▼

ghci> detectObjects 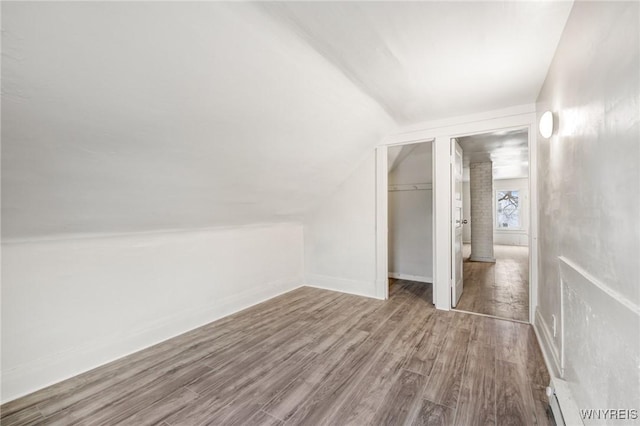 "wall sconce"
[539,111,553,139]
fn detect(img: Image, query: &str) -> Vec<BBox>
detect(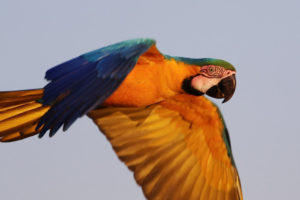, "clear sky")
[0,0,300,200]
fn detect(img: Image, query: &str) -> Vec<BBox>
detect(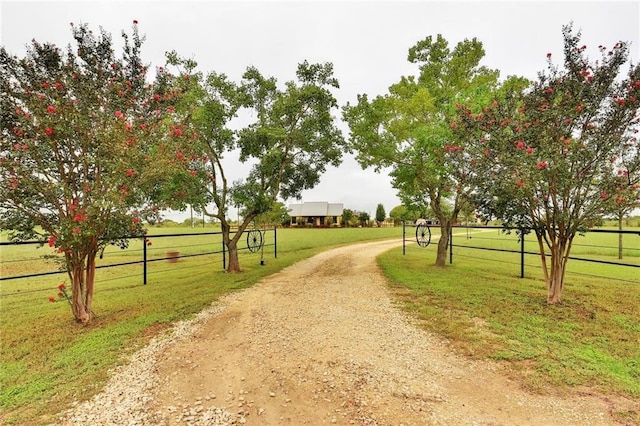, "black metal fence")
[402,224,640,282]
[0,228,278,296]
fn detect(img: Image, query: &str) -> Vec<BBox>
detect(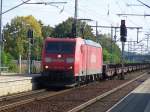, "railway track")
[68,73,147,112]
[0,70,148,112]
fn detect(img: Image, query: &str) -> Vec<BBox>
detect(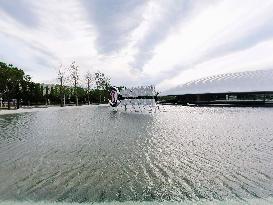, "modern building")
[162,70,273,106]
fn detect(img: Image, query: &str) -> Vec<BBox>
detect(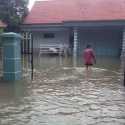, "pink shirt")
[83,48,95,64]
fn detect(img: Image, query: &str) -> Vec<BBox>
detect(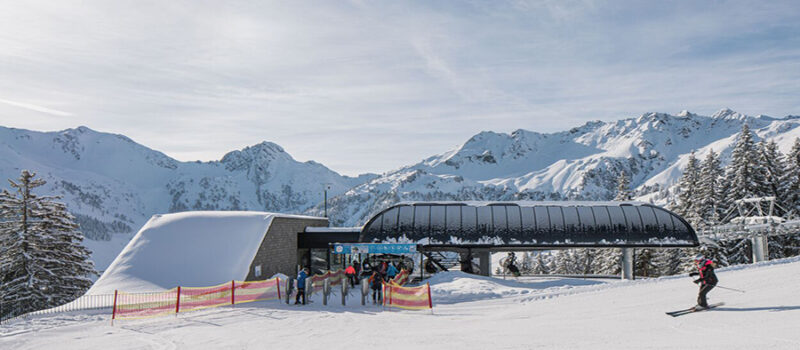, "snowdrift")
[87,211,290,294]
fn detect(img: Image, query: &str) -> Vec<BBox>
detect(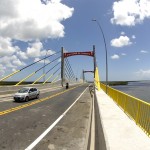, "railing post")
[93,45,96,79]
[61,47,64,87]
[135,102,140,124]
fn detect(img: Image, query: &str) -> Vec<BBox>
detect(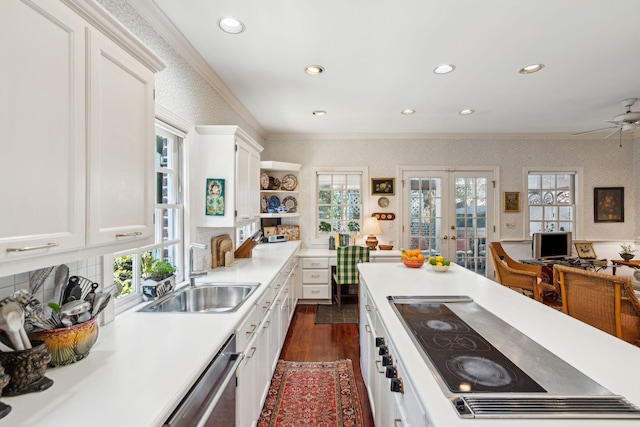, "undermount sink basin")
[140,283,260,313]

▲
▼

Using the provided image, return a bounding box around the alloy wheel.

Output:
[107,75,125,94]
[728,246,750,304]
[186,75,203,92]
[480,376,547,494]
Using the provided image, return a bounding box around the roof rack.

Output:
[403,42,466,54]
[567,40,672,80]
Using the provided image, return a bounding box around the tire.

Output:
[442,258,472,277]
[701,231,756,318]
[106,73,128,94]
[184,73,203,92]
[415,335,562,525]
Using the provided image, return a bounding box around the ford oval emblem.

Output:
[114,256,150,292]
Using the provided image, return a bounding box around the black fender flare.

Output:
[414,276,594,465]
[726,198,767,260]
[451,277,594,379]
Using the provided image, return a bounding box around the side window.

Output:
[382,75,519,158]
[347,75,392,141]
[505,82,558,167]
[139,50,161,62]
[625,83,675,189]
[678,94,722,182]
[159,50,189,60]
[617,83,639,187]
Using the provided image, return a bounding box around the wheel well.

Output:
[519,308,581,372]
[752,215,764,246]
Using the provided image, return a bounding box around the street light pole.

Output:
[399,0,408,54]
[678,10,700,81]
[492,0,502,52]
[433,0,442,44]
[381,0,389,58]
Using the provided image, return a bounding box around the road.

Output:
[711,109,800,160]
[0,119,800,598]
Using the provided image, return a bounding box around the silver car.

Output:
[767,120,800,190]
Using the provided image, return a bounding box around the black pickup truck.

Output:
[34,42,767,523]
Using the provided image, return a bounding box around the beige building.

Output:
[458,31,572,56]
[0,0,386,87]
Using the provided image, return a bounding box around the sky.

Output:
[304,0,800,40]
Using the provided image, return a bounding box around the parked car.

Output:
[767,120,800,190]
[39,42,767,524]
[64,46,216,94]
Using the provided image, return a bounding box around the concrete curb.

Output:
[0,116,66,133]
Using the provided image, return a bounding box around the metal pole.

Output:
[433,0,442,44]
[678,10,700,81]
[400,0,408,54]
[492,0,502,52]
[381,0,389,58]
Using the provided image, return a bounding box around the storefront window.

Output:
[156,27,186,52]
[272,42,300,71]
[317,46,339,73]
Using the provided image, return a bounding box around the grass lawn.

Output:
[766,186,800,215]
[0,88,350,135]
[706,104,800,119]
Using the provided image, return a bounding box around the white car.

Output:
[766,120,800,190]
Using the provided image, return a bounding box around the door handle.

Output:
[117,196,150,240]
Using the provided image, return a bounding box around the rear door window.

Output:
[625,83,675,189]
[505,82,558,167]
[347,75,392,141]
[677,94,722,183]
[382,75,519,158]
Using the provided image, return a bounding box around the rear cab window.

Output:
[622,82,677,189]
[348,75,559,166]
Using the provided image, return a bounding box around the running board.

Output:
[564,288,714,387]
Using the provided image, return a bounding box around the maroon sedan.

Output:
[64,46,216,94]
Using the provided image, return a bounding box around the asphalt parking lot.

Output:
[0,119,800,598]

▲
▼

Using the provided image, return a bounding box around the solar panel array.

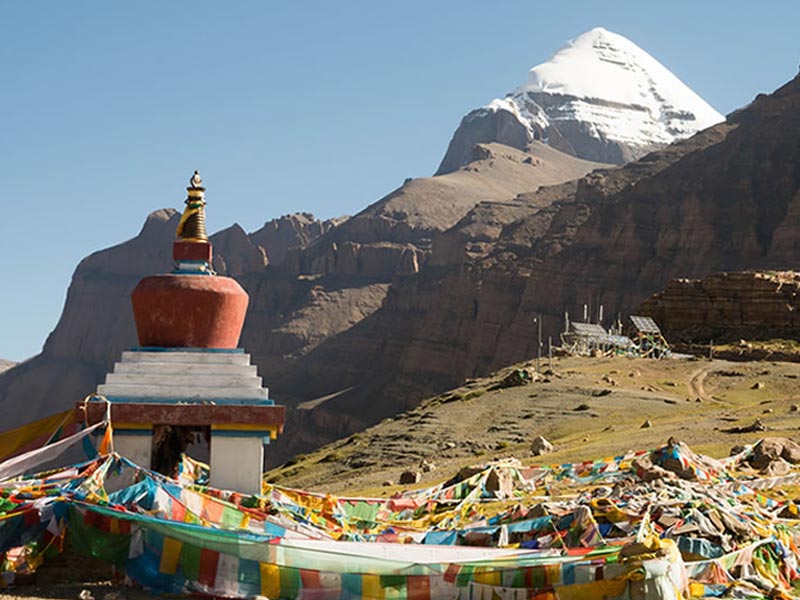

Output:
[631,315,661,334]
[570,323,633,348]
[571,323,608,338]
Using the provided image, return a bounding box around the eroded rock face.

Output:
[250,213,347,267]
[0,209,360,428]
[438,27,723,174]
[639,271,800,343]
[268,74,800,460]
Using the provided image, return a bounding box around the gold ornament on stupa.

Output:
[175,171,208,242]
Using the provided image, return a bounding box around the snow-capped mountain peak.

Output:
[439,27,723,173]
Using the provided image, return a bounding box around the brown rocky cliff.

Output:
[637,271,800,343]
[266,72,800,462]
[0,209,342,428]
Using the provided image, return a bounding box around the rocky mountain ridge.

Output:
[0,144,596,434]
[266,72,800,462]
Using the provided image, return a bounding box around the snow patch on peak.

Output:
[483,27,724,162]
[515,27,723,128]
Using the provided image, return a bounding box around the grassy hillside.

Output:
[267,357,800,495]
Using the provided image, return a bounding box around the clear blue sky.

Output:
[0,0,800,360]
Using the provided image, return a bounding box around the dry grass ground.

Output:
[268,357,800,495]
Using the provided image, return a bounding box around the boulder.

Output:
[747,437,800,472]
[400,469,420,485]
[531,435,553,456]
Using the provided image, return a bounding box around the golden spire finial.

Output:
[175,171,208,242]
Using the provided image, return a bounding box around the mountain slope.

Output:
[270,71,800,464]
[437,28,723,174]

▲

Reproduce word for word the lines that begin with the line containing "ornament on stupa." and continue through the line containing "[437,28,723,174]", including both of those lines and nothing else.

Using the provided image, return a bounding box around the gold ornament on stupa.

Output:
[175,171,208,242]
Using the provided image, return a bounding box around the snow-capped mountain peak.

Output:
[439,27,723,173]
Using the provided image, return a bounding box around the brown rocky cliff.

Output:
[637,271,800,343]
[266,72,800,462]
[0,209,342,428]
Using the provided image, return a bounding box around the rocky mountain ridge.

Output:
[0,144,596,434]
[266,72,800,462]
Using the provided image, return a bounding box around the snow patch on peak.

Output:
[483,27,724,162]
[515,27,723,128]
Using the provided image, return a bounding box around the grassy hillside.

Output:
[267,357,800,495]
Using the provided image, return a bounding box around the clear blue sky.

Output:
[0,0,800,360]
Using the provided image, return a bounding box around the dry grass ground.

Output:
[268,357,800,495]
Using the provided image, return a bounding box around the boulder.

Output:
[747,437,800,472]
[400,469,420,485]
[531,435,553,456]
Using the provided image, return a bounding box around the golden spire finial.

Output:
[175,171,208,242]
Using the provided image, return a bounding box around the mountain slope.

Output:
[270,71,800,464]
[437,28,723,174]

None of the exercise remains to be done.